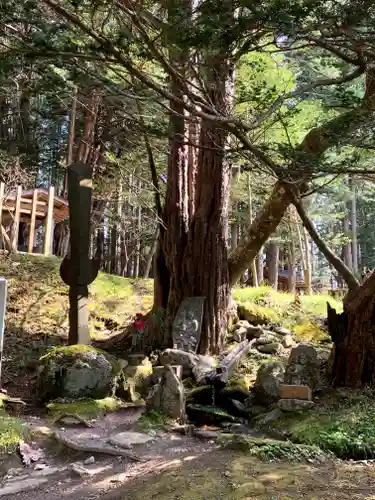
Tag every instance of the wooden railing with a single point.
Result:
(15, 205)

━━━━━━

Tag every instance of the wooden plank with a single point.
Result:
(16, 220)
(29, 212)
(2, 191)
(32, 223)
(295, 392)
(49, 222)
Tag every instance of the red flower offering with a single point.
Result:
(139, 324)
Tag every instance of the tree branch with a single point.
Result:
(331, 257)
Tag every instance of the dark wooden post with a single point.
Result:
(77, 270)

━━━━━━

(Activity)
Above are the records; report each line in them that includes the word "instance".

(Task response)
Tag every instance of the wooden railing with a single point.
Tag every instance of the wooden plank with a single point.
Tag every instance of the red flower offering with a single point.
Tag every instance of the tree branch with a single point.
Tag every instance of the dark wooden post with a single point.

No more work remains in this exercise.